**Things to do**.
1. Do statements (a), (b) and (c) agree with the passage on the Lokpal Bill debate? Answer yes or no for each, quoting the deciding words of the passage. (a) Singh backed demands to bring the CBI under the anti-graft ombudsman. (b) Singh said federalism cannot stand in the way of fighting corruption. (c) The sense of the House was expressed at the end of a debate on August 27.
2. In the passage on the Lokpal Bill debate, please shorten the paragraph beginning "Intervening in the debate" while keeping its main facts.
3. Write what comes next in the passage on the Lokpal Bill debate, starting after its final sentence.

**Supplied passage**.
*** Begin section ***
New Delhi: Pushing for passage of the Lokpal Bill in the Lok Sabha, Prime Minister Manmohan Singh on Tuesday rejected demands for bringing CBI under the purview of the anti-graft ombudsman, warning that no entity should be created inconsistent with the country's Constitutional framework.

Intervening in the debate on Lokpal and Lokayukta Bill, Singh dismissed opposition to the provision on setting up of Lokayuktas in states, saying federalism cannot be an impediment in the war against corruption as essential services in the states are the "bane" of corrupt practices.

"There are some very special moments in the life of a nation. This is one such moment. The nation awaits with bated breath how the collective wisdom of this House will be reflected in the vote at the end of the debate on the Lokpal and Lokayuktas Bill, 2011," he said.

Noting that the broad provisions of this Bill have been vigorously debated both in the public domain and by political parties, Singh said it was his "honest belief" that the Bill before the House lived up to the promise that members collectively made to the people by way of the sense of the House at the end of the debate on August 27.
*** End section ***
**Entries supplied**.
*** Begin section ***
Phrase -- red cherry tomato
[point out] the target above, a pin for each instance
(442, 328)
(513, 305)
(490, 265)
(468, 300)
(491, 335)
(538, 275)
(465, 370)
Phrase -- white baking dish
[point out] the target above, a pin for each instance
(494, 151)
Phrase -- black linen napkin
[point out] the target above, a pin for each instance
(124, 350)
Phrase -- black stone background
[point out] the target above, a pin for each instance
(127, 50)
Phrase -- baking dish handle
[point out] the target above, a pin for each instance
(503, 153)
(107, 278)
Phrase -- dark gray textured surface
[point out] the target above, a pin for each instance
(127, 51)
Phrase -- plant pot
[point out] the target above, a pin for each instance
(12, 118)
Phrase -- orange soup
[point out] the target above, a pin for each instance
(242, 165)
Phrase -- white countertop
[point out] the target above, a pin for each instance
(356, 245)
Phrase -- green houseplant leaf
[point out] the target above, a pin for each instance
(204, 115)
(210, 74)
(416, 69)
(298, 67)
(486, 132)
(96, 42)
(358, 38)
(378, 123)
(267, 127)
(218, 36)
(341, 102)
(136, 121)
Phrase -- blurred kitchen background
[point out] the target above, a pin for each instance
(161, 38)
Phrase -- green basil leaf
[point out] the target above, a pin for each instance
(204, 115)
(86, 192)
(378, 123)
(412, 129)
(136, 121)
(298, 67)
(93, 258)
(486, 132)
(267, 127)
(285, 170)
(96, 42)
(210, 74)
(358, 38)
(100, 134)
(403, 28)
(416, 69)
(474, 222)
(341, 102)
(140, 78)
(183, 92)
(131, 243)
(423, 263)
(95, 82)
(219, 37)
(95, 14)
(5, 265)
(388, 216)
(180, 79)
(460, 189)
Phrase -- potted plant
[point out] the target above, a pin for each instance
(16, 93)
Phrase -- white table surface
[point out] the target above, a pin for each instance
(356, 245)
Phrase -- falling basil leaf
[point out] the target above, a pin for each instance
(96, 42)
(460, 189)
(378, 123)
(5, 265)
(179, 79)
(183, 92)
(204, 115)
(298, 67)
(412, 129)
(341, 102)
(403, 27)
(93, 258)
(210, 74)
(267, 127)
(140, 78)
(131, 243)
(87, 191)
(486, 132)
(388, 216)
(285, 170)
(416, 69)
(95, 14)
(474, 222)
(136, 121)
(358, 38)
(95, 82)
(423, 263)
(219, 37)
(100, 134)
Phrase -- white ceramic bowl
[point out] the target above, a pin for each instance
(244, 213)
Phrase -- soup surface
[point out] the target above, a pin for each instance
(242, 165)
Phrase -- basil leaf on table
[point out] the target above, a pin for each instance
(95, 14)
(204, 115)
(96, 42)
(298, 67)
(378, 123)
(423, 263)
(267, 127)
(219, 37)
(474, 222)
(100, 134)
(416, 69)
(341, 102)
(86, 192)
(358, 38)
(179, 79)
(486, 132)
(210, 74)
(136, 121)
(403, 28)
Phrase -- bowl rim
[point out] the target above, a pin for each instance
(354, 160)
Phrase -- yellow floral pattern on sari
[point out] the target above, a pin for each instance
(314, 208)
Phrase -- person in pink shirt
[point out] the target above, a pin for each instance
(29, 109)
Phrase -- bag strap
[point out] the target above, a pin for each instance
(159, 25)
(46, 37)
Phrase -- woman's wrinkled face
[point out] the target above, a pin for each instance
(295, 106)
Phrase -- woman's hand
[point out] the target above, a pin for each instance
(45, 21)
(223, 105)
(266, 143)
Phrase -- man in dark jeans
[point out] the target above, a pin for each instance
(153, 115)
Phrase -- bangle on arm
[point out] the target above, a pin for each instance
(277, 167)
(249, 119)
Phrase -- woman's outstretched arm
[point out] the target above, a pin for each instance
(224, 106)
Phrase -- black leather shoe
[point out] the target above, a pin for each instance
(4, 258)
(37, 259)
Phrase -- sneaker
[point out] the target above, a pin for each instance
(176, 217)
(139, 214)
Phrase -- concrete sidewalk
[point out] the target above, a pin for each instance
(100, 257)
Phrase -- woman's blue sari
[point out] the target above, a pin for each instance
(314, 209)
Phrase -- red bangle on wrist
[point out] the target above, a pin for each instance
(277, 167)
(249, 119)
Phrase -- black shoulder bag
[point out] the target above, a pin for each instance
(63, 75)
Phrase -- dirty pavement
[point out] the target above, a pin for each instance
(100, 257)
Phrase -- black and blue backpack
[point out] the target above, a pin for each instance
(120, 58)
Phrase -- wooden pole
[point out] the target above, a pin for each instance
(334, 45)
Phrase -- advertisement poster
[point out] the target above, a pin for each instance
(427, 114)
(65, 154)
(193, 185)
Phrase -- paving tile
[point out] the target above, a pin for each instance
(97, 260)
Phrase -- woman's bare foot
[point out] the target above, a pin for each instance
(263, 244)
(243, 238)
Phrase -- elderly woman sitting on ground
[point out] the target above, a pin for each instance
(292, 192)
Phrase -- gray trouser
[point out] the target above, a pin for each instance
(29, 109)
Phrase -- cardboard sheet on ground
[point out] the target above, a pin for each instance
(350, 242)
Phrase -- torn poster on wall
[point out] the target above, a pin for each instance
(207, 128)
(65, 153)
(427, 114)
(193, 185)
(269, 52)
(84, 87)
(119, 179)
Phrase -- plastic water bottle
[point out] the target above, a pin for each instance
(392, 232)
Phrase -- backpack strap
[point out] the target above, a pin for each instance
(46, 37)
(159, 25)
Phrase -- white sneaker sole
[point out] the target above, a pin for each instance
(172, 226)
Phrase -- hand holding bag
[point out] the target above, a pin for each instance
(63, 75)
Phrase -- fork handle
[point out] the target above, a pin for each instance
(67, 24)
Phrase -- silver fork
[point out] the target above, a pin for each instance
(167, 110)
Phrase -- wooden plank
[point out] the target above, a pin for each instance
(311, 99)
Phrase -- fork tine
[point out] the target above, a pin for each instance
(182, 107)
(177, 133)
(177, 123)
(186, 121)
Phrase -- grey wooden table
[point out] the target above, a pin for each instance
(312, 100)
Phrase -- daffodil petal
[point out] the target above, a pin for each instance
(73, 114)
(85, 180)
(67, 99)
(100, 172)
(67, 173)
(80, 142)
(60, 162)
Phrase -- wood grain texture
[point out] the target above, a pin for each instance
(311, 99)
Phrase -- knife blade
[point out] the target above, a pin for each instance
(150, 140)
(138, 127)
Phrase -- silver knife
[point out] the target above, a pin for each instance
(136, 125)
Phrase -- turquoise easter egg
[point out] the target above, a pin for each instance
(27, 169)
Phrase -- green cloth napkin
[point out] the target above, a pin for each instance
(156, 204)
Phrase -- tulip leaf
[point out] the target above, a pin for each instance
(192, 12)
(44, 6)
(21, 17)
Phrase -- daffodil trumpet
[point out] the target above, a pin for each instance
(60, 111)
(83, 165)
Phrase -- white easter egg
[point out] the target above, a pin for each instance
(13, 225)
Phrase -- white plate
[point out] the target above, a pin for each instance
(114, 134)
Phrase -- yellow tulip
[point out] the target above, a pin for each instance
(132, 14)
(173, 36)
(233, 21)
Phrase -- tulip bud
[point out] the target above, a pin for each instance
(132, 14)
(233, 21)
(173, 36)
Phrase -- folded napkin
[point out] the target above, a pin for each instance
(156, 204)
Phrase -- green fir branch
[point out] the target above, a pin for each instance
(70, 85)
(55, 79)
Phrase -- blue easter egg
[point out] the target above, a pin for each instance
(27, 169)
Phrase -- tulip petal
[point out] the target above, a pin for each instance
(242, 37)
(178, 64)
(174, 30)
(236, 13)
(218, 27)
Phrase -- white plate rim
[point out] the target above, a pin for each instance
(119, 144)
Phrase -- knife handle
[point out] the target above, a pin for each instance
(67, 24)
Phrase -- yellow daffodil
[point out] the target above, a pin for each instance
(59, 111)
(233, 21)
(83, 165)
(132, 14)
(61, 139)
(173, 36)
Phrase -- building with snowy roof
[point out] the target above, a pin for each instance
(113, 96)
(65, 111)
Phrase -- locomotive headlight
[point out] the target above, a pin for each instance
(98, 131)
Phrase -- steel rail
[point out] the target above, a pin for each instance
*** End section ***
**Answers by task**.
1.
(a) No: "rejected demands for bringing CBI under the purview of the anti-graft ombudsman"
(b) Yes: "federalism cannot be an impediment in the war against corruption"
(c) Yes: "by way of the sense of the House at the end of the debate on August 27"

2. During the debate on the Lokpal and Lokayukta Bill, Singh rejected objections to creating Lokayuktas in the states. He argued that federalism cannot block the fight against corruption, since essential services in the states are the "bane" of corrupt practices.

3.
Speaking amidst animated debate that coincided with Anna Hazare's hunger strike in Mumbai, Singh underlined that the task of legislation was "very serious business and must eventually be performed by all of us who have been constitutionally assigned this duty."

He said "others can persuade and have their voices heard. But the decision must rest with us."

Rejecting demands for bringing CBI under the purview of Lokpal, he said, "I believe that the CBI should function independently of the Lokpal. We believe that the CBI should function without interference through any Government diktat."

Cautioning that in the "enthusiasm to enact this law we must not falter", the Prime Minister said, "no institution and no individual, howsoever high he may be, should be free from accountability."

Emphasising that "all institutional structures must be consistent with our Constitution", he said, "I believe that the Bill which is now before the House contains a judicious blend of functional autonomy and accountability of the CBI."

With the attack of Team Anna apparently weighing on his mind, Singh said, "Today we are given to believe that a Government that is directly elected by the people and accountable to it cannot be trusted but a body that will not derive its legitimacy from the people directly or be accountable to it could be trusted to wield its immense powers with honour and trust."

He warned that "no entity should be created inconsistent with our constitutional framework and charged with onerous executive responsibilities without any accountability... Let us not create something that will destroy all that we cherish – all in the name of combating corruption. Let us remember that the road to hell is paved with good intentions."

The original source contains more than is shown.